* _What is needed_
Output this listing as a two-column CSV with the headers label_prompt and coordinates, one row per entry, each value in a single quoted field with line breaks replaced by spaces. Include every entry and leave out the pictures.

▬▬▬▬▬▬▬▬▬▬

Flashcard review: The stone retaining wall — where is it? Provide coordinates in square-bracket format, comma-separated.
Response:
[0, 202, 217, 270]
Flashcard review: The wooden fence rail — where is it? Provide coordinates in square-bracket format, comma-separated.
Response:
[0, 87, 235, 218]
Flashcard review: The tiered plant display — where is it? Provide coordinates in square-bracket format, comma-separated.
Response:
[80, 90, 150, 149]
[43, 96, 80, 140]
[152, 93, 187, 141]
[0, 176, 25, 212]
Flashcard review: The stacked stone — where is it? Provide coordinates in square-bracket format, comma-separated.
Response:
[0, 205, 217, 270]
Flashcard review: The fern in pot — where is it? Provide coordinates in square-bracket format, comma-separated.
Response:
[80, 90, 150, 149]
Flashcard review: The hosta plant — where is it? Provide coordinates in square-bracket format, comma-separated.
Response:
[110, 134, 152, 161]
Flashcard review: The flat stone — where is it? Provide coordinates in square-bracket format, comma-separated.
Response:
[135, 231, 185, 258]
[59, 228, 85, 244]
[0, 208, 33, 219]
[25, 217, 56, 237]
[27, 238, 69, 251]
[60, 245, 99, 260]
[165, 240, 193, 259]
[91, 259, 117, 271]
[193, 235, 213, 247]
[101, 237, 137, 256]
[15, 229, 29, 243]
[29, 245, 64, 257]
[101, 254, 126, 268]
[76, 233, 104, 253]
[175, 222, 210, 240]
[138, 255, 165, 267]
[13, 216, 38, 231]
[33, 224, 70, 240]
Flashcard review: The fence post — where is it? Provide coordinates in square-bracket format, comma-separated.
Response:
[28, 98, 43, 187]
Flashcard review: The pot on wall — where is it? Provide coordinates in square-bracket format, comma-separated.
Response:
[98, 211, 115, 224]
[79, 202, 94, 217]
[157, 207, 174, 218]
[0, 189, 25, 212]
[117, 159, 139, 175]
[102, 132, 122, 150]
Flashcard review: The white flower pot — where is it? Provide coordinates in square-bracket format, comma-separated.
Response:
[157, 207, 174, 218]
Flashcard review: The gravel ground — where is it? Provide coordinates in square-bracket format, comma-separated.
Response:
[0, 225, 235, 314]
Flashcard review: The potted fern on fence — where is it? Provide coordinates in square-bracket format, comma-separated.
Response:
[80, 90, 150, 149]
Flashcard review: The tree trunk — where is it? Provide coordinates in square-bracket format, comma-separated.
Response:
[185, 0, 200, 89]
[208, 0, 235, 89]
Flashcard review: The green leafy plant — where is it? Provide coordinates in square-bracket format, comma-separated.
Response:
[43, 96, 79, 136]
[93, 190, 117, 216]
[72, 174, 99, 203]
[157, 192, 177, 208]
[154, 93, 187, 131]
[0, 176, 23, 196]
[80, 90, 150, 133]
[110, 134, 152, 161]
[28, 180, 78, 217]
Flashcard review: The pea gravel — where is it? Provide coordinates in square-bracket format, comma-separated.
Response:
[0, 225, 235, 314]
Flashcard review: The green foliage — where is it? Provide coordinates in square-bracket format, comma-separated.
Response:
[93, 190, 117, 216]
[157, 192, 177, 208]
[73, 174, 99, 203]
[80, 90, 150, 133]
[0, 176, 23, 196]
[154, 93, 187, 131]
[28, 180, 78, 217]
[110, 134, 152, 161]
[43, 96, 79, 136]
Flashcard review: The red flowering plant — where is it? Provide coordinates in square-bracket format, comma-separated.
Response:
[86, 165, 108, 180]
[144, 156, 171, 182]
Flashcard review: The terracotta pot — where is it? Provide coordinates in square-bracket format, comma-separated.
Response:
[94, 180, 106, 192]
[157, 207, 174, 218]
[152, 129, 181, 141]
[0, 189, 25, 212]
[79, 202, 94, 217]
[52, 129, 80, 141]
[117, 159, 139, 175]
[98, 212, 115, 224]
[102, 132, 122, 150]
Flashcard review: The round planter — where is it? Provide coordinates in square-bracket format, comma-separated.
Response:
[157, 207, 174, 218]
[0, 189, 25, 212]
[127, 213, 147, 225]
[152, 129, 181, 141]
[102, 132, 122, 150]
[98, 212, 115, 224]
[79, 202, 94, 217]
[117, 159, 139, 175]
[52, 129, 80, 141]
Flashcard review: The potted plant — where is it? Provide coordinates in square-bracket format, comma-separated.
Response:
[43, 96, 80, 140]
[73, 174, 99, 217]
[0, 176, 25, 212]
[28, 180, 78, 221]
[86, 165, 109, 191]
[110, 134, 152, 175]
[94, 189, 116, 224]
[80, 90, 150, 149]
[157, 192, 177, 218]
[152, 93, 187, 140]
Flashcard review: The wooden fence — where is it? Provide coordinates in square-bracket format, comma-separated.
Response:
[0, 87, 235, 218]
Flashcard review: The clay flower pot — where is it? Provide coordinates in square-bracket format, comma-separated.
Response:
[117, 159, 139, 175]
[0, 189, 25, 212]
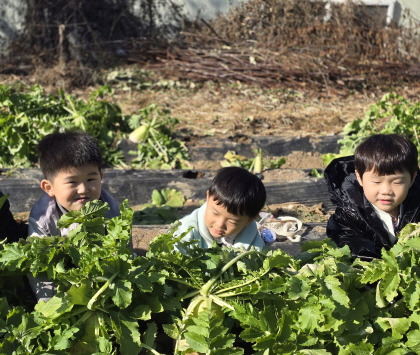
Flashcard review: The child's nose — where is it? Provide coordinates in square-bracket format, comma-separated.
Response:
[215, 218, 225, 229]
[381, 184, 392, 195]
[77, 183, 89, 194]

▬▬▬▬▬▬▬▬▬▬

* _Complete answer_
label_prompt,coordinates
"Flashcard review: The stone retaining wall — where is it? Provide coordinates in square-bracket format, comma-separated. Response:","[0, 202, 217, 270]"
"Flashcard review: The wooden fence rail — where is it? Provide coordinates in square-bracket format, comma-separated. Response:","[0, 87, 235, 218]"
"Flashcard review: The tiered plant display — where is it? Provide coordinates in square-bracket format, comma-separated. Response:","[80, 90, 150, 149] [43, 96, 80, 140] [152, 93, 187, 141] [0, 176, 25, 212]"
"Flashcard review: The stacked stone — where is it? Provide coordinates in square-bracket format, comma-separated. Response:","[0, 205, 217, 270]"
"Flashcard review: The fern in pot — where is it? Provide coordinates in square-bracket format, comma-separated. Response:","[80, 90, 150, 149]"
"Flashcard review: The hosta plant — where is it? Provide coordinates in square-bracket format, comma-separated. Response:","[110, 134, 152, 161]"
"Flashcard review: The flat stone — where is it? Provide coordinates in square-bracket format, comma-separated. Response:","[135, 231, 185, 258] [59, 228, 85, 244] [0, 208, 33, 219] [25, 217, 56, 237] [27, 238, 69, 251] [60, 245, 99, 260] [165, 240, 193, 259] [91, 259, 117, 271] [193, 235, 213, 247] [101, 237, 137, 256] [15, 229, 29, 243] [29, 245, 64, 257] [101, 254, 126, 268] [76, 233, 104, 253] [175, 222, 210, 240] [138, 255, 165, 267] [13, 216, 38, 231] [33, 224, 70, 240]"
"Flashcard review: The fence post — where is it? Provide coordinates in square-bracket format, comma-separated. Response:","[28, 98, 43, 187]"
"Flashcard review: The pot on wall — where is it? Provide coordinates in square-bracket format, comma-separated. Response:","[98, 211, 115, 224] [79, 202, 94, 217] [157, 207, 174, 218] [0, 189, 25, 212] [117, 159, 139, 175] [102, 132, 122, 150]"
"Flashcard review: The white flower pot — where is it? Provide coordinates in square-bracket format, comma-separated. Response:","[157, 207, 174, 218]"
"Flashcard review: The gravel ground — where is it? Provide coordinates in square-bracket format, comma-separated. Response:","[0, 225, 235, 314]"
"Flashcard review: The potted fern on fence — where is it? Provide coordinates in square-bracket format, comma-separated. Response:","[80, 90, 150, 149]"
"Flashcard review: The tree trunk — where is it? Provide coordinates in square-bracket format, comma-separated. Response:","[185, 0, 200, 89] [208, 0, 235, 89]"
"Flashcard review: The green leafy plant — where is it? Provide coordinates in square-bracket format, comma-separated. Response:","[43, 96, 79, 136] [93, 190, 117, 216] [72, 174, 99, 203] [157, 192, 177, 208] [154, 93, 187, 131] [0, 176, 23, 196] [80, 90, 150, 133] [110, 134, 152, 161] [28, 180, 78, 217]"
"Flashcard review: The pea gravel — where is it? Provide coordinates in square-bracket format, comma-separated. Response:","[0, 225, 235, 314]"
"Flashcard review: The green foliage — where is it? Provide coordinates in square-bracket format, comma-separated. Response:","[93, 190, 117, 216] [157, 192, 177, 208] [73, 174, 99, 203] [80, 90, 150, 133] [0, 176, 23, 196] [154, 93, 187, 131] [28, 180, 78, 217] [110, 134, 152, 161] [43, 96, 79, 136]"
"Flashcard review: The red flowering plant — where is it? Provide coordinates in square-bracket format, comma-separated. Response:","[86, 165, 108, 180] [144, 156, 171, 182]"
"Flashcard review: The terracotta pot — where is it? Provide coordinates in square-bracket format, comma-separated. Response:","[94, 180, 106, 192] [157, 207, 174, 218] [152, 129, 181, 141] [0, 189, 25, 212] [79, 202, 94, 217] [52, 129, 80, 141] [117, 159, 139, 175] [98, 212, 115, 224] [102, 132, 122, 150]"
"Flashcard review: The round planter — where is it? Provide coordinates in square-bracket format, comma-separated. Response:","[157, 207, 174, 218] [0, 189, 25, 212] [127, 213, 147, 225] [152, 129, 181, 141] [102, 132, 122, 150] [98, 212, 115, 224] [79, 202, 94, 217] [117, 159, 139, 175] [52, 129, 80, 141]"
"Flashcard review: The potted plant — where is it? Provide coordinates in square-bracket format, comma-separated. Response:","[43, 96, 80, 140] [73, 174, 99, 217] [0, 176, 25, 212] [28, 180, 78, 221] [86, 165, 109, 191] [110, 134, 152, 175] [94, 189, 116, 224] [80, 90, 150, 149] [157, 192, 177, 218] [152, 93, 187, 140]"
"Flashcard review: The wooden fence — where is it? Provide coordinates in square-bracket format, comma-separated. Response:","[0, 87, 235, 218]"
"Flashcard review: The clay flower pot — where is it? Provide coordinates in square-bracket format, comma-separated. Response:","[117, 159, 139, 175] [0, 189, 25, 212]"
"Flashcard review: The child's nose — where is it? Provide coordinates in square-bracket format, comma-separated. Response:","[215, 218, 225, 229] [381, 184, 392, 195] [77, 183, 89, 194]"